## SHORT TASK A
Extract every line of the records below that contains the word "white".

----- TEXT BLOCK -----

By Ljubica Dzabirova*

The principle of proportionality implies balancing of power, actions and measures. Being a relatively young country, Macedonia does not yet have the experience and legal basis to really be able to apply proportionality in its judicial system. However, in the case of applying proportionality in the political system, the question is whether it is suitable to have such balancing between competing values and interests, which can significantly intervene in the autonomy of policy choices.


The principle of proportionality is a fundamental principle of European Union Law. According to this principle, the EU may only act to exactly the extent that is needed to achieve its objectives, and no further.

This principle has underpinned the European Union since its beginning in 1957. It is also explicitly specified in the proposed new Lisbon Treaty for Europe.[1] In the presently applicable primary law, this principle is clearly formulated in the third paragraph of Article 5 of the Treaty[2] establishing the European Community as follows: “European Union law is the unique legal system which operates alongside the laws of Member States of the European Union (EU)€š Any action by the Community shall not go beyond what is necessary to achieve the objectives of this Treaty.”

-----

## SHORT TASK B
Carry the passage on the principle of proportionality above further, beginning after its last sentence.

----- DATA PROVIDED -----

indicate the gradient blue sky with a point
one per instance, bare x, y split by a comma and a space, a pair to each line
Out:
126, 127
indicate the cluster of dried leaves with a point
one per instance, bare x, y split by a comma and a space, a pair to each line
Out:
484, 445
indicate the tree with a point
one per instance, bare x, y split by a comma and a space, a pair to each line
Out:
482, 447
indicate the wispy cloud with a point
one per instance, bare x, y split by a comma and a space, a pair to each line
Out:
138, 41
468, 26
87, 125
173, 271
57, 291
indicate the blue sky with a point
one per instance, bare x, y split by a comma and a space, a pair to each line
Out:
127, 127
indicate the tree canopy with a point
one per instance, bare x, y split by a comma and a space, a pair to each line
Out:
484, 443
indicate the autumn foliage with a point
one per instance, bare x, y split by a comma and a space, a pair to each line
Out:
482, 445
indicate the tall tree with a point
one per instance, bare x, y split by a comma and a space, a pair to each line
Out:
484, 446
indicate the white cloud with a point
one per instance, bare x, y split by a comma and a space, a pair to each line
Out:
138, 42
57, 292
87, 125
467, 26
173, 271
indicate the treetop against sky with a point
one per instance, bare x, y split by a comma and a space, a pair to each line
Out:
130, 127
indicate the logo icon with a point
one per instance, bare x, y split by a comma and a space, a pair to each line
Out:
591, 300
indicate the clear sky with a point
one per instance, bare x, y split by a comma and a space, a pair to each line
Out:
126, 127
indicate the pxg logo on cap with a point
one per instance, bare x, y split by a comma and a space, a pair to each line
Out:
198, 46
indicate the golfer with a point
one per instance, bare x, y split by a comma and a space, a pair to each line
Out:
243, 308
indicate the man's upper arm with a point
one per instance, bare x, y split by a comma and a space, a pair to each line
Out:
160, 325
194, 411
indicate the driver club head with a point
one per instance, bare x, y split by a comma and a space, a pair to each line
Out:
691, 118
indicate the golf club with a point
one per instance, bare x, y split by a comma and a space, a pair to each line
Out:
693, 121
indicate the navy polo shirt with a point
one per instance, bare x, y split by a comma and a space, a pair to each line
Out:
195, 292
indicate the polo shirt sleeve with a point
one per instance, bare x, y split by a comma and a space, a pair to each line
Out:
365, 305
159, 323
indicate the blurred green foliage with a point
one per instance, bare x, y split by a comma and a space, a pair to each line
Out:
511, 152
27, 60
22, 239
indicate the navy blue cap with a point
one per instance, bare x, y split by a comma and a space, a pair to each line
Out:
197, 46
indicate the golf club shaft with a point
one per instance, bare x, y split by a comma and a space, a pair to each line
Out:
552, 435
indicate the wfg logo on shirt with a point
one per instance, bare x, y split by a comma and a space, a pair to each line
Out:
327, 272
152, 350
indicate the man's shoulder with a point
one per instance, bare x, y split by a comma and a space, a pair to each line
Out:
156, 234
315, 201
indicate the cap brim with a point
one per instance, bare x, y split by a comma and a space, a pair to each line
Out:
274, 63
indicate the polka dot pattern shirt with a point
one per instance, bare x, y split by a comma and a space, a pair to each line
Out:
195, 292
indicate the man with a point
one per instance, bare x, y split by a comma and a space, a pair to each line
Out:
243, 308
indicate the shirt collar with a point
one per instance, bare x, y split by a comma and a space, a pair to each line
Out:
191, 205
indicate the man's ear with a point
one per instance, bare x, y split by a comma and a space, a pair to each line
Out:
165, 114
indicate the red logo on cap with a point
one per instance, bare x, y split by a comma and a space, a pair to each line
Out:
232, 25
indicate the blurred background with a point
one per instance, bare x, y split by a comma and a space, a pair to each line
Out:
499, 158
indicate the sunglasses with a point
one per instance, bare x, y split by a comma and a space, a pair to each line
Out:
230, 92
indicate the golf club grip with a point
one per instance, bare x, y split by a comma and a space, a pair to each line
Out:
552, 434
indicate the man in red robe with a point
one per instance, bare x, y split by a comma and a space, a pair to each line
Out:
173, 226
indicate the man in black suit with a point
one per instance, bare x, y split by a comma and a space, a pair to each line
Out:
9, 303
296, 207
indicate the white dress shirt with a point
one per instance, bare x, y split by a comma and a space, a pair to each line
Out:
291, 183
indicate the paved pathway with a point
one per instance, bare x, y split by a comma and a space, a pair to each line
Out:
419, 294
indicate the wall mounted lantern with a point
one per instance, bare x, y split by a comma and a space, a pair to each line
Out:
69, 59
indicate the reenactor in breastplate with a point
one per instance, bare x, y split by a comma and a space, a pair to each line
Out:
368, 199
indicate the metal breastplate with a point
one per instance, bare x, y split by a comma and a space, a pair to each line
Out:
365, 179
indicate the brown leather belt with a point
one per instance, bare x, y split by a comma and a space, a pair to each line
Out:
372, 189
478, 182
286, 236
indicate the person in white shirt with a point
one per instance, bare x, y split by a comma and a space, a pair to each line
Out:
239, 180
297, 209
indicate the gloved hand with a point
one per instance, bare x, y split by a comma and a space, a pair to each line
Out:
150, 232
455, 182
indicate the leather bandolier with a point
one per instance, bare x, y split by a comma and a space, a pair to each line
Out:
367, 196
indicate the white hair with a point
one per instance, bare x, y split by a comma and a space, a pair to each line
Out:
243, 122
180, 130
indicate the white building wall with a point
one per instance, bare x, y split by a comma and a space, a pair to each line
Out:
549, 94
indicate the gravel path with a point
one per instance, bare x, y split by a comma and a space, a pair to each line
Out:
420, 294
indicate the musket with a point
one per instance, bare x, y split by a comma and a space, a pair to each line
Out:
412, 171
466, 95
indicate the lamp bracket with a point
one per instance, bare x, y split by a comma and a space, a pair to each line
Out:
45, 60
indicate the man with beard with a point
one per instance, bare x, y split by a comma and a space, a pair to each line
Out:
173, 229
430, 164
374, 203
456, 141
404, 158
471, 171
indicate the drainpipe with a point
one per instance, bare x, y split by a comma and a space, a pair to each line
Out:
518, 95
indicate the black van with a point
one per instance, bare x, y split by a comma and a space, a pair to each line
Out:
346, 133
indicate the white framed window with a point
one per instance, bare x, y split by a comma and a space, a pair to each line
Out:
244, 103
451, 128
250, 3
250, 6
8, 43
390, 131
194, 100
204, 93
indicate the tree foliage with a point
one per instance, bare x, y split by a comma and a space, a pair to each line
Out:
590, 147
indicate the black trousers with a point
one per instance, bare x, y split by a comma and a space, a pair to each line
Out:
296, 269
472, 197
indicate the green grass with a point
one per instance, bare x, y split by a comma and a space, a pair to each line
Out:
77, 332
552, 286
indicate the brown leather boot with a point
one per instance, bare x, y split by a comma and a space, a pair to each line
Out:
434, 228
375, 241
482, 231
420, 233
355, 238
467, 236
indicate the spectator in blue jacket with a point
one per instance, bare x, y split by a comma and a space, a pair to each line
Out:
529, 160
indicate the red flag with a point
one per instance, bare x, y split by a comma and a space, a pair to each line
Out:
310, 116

-----

## TASK RESULT A
indicate the white cloud with a point
indicate the white dress shirt with a point
indicate the person in white shirt with a point
indicate the white hair with a point
indicate the white building wall with a point
indicate the white framed window with a point

## TASK RESULT B
However, the principle of proportionality is given different meanings by different researchers. There is no agreement on what this principle refers to or covers. For the purpose of this article, I use the definition of the principle of proportionality given by Jan Jans.[3] The principle of proportionality, in its most elaborate form, consists of three different elements: suitability, necessity, and proportionality, elements that need to be assessed cumulatively.

The full proportionality test of a specific measure thus involves a three-step assessment. The first step is the assessment of suitability, i.e., whether the measure at issue is suitable or appropriate to achieve the objective it pursues. Suitability requires a casual relationship between the measure and its object.[4]

The second step of the full proportionality analysis is the assessment of necessity, i.e., whether there exists an alternative measure which is less restrictive than the measure in question, and which is (at least) equally effective in achieving the pursued objective. If such alternative measure exists, the measure at issue is not necessary.

The third and final step is the assessment of proportionality stricto sensu, i.e., proportionality in its narrow sense. This step involves an assessment of whether the effects of the measure are disproportionate or excessive in relation to the interests affected. At this stage the true weighing and balancing takes place. The more intense the particular interest, the more important for the countervailing objective it needs to be.[5]

The principle of proportionality is usually applied in the legal/judicial systems of countries. Nevertheless, considering in detail the main elements of the principle of proportionality, there is no reason not to apply it in politics as well. It was initially developed in the German system as a political maxim: that any layer of government[6] should not take any action that exceeds that which is necessary to achieve the objective of government.[7]

Applying Proportionality in Macedonia

Applying the above definition in Macedonia opens a question of whether, and, if so, to what extent, the principle of proportionality is part of Macedonian politics and the Macedonian judicial system.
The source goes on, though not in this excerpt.